ACTIONS À MENER
[1] Dans le passage sur la Lune, recopiez le texte de « Mais voilà : quand » à « à ta fantaisie. » en substituant « guise » à « sagesse ».
[2] Poursuivez le passage sur la Lune après sa dernière phrase, s'il vous plaît.

PASSAGE SOURCE

La Lune, miroir et merveilles
Beau geste que de s’inspirer du Cyrano de l’ « Histoire comique des Etats et Empires de la Lune » ! Il fallait du panache pour s’engager dans une aventure extra-terrestre, au sens strict, quand le décor de l’intrigue vogue entre la Venise des Doges, les Caraïbes des galions et les menaces turques sur l’Europe !
Mais voilà : quand tu es dans la lune (ou « sur » la Lune, ça dépend quelle est l’intensité de ton rêve), il te faut la décrire, la présenter, bref refaire un monde à ta sagesse ou à ta fantaisie.
« De Cape et de Crocs » n’étant pas « Universal War Two », les préoccupations de vraisemblance scientifique sont courtoisement exfiltrées en direction du tri sélectif. Aussi peut-on ici effectuer un voyage vers la Lune sans la moindre protection, respirer sans problème tout le long du voyage et sur la Lune elle-même, et même les perturbations locales de la pesanteur sont ignorées.
Fantaisie et merveilles, voilà ce qu’offre la Lune à ceux pour qui la Terre ne suffisait point à leur goût d’aventure : ces curieuses pierres vivantes et baladeuses, capables de sentiment, d’action et de communication (planches 15) ; à côté des très classiques cratères déserts (mais parfois verdoyants – planche 37), la Lune offre de superbes villes derrière le seuil initiatique d’un épais rideau de brume (planche 17) ; ce seuil nébuleux ouvre sur le retour aux rêves d’enfants : la ville des Sélénites voit ses bâtiments se déplacer comme des véhicules, et se déplace elle-même dans son ensemble (planches 20, 24-25); son nom, « Callikinitopolis »,signifie « la ville du beau mouvement », soulignant cette vertu de mobilité lunaire (lunatique ?). Aussi ne peut-on s’étonner que « convoquer les Parlements » sur la Lune signifie « convoquer des maisons dans un hémicycle » (planche 34), judicieusement contenu dans un cratère.

JEU DE DONNÉES
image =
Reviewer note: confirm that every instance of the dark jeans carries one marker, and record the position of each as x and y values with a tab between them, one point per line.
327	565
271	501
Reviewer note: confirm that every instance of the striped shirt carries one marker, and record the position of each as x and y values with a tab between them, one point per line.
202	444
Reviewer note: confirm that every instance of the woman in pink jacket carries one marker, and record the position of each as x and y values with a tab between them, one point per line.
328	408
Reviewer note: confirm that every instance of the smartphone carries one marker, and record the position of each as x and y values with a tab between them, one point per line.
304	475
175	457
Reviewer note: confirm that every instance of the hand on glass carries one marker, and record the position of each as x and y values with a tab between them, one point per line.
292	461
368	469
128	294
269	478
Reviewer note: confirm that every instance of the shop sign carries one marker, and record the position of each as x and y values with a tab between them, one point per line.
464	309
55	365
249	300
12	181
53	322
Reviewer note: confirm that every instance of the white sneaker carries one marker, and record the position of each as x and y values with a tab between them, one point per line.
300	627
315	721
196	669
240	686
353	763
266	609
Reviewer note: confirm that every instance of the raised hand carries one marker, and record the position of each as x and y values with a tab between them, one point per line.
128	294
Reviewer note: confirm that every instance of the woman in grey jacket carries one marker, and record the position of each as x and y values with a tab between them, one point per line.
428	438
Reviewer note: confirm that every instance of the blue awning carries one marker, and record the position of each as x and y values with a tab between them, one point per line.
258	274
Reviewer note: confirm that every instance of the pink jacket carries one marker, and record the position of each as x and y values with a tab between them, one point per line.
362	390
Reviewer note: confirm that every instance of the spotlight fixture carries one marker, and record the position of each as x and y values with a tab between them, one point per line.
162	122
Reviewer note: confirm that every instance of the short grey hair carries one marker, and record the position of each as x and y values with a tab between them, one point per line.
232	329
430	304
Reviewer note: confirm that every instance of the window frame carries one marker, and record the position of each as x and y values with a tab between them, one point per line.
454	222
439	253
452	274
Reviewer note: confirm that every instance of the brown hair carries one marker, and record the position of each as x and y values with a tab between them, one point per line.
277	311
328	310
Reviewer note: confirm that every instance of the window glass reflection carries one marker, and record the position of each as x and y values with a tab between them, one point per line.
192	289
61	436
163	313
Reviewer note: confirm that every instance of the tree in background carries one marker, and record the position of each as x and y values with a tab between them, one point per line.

LES RÉPONSES
[1]
Mais voilà : quand tu es dans la lune (ou « sur » la Lune, ça dépend quelle est l’intensité de ton rêve), il te faut la décrire, la présenter, bref refaire un monde à ta guise ou à ta fantaisie.

[2]
Les paysages sélénites semblent fort variés, passant d’épaisses futaies à des reliefs tabulaires et des cuestas, avec des discordances ; par exemple, cette maison de pierres grises dans un décor qui ferait plutôt « Monument Valley », aux belles strates orangées sans la moindre trace de gris (planche 38)...
Cette fantaisie et cette mobilité se retrouvent dans la psychologie des Sélénites. Ayroles, à titre d’accroche, choisit de nous faire prendre contact avec les Sélénites sous leur aspect de participants à un inquiétant Carnaval infernal (planches 18 à 21), reprenant le thème très carnavalesque du duel de géants (le bon triomphant du mauvais, signifiant le renouvellement des forces annuelles quand les jours allongent), et une figure effrayante de Moloch armé d’une épée et contenant mille prisonniers équipés de masques de tragédie grecque (planche 19). Cette figure semble bien inspirée du célèbre frontispice du traité politique de Hobbes, « Léviathan »(1651), dessiné par Abraham Bosse. Et son caractère infernal pourrait rappeler un récit de Clive Barker, mettant en scène une créature assez comparable.
L’introduction étoilée des planches 1 et 2 a une triple fonction : enraciner Séléné dans une origine lunaire, afin d’augmenter l’intérêt du lecteur pour la destination des héros ; placer une lyrique envolée versifiée de Maupertuis ; et donner l’occasion à Masbou de nous ravir avec ses amas cotonneux et ses cyclones de nuages impeccablement illuminés façon pleine lune.
Le côté comique du personnage de Bombastus fait passer la désinvolture technique avec laquelle il permet à Mendoza et ses complices d’arriver, eux-aussi, sur la Lune. Sa fusée (planche 7), au vrai plus rationnelle que le charmant ballon de manège qu’ont emprunté les héros, possède bien un mode de propulsion détonant, mais pas de freins... ce qui n’empêche personne de se retrouver en un seul morceau sur le sol lunaire (planche 16). On dirait Bruce Willis dans « Incassable ».
Eusébio, fragile, innocent et enfantin, suffit à susciter la jalousie amoureuse de Maupertuis (planches 2 et 3), tandis que Don Lope n’a besoin de personne pour nourrir sa jalousie à lui (planche 8).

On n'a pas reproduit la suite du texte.